### EXERCISE REQUIREMENTS
Extract each line below that contains the word "brick".

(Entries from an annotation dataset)
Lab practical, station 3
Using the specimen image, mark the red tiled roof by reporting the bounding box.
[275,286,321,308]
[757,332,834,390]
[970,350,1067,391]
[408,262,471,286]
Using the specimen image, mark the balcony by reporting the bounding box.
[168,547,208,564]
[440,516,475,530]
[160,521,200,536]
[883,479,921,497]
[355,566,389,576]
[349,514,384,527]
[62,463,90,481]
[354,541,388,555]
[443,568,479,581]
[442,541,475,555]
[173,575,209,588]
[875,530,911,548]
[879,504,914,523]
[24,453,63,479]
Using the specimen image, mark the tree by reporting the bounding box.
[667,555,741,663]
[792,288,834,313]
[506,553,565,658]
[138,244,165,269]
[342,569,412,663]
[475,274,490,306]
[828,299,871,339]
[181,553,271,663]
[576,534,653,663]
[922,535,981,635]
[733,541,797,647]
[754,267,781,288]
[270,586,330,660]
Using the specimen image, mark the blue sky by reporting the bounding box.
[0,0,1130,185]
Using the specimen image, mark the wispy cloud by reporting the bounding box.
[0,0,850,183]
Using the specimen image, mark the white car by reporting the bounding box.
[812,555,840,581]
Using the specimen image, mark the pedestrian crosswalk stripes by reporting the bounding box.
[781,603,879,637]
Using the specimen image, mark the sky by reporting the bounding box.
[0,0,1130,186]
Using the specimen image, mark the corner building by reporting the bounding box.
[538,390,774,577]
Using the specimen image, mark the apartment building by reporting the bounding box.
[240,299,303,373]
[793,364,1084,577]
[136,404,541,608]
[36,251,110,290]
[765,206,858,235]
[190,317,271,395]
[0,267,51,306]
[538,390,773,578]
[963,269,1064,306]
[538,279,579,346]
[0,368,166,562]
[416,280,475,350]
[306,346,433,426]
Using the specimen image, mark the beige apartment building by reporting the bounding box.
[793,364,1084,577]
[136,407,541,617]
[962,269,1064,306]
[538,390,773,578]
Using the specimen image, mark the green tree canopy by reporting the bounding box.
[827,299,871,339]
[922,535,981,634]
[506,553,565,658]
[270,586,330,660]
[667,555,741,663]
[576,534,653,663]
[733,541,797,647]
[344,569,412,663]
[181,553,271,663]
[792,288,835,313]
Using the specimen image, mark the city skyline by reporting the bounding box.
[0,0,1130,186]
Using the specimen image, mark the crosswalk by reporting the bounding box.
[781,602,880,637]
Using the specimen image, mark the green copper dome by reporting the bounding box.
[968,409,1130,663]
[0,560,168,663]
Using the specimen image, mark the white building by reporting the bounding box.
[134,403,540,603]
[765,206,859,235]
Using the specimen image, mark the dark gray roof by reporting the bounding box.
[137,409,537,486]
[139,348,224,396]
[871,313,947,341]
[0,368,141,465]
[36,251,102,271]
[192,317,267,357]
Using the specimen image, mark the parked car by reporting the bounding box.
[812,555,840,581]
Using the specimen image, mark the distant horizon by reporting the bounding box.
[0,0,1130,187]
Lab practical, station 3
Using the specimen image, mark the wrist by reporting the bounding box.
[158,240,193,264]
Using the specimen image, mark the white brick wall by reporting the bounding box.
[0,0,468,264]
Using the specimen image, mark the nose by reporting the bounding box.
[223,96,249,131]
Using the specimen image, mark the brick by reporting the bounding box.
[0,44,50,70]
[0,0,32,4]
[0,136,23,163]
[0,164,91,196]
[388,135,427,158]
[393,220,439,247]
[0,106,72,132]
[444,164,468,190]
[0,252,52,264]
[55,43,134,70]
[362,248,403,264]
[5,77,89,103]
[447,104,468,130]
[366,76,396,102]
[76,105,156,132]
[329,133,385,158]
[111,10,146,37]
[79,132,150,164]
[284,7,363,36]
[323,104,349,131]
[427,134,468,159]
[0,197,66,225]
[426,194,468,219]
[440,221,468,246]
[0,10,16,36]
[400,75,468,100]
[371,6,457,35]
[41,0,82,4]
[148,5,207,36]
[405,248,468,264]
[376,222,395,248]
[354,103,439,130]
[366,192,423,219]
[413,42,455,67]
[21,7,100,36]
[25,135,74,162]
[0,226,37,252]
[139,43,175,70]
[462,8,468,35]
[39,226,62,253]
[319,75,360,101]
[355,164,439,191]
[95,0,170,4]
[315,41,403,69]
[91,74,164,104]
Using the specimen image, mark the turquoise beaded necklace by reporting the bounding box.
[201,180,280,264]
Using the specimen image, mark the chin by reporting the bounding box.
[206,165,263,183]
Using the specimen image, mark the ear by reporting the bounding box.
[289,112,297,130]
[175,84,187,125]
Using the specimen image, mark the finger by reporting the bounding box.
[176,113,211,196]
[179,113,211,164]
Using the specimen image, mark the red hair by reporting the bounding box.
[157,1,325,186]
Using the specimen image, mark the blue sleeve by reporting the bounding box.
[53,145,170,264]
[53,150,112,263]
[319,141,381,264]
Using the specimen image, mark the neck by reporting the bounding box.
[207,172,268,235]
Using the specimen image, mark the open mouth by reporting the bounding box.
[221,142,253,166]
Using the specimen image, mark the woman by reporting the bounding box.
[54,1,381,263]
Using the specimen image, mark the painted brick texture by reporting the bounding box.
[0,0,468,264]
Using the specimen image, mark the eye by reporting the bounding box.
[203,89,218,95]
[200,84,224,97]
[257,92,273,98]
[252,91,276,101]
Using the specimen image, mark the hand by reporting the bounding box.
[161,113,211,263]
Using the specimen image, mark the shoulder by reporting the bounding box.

### EXPECTED ANSWER
Using the specimen image, mark the white brick wall by reporting the bounding box.
Using the specimen image, mark the brick by reporting the bounding box.
Using the specimen image, mark the painted brick texture by reporting the bounding box.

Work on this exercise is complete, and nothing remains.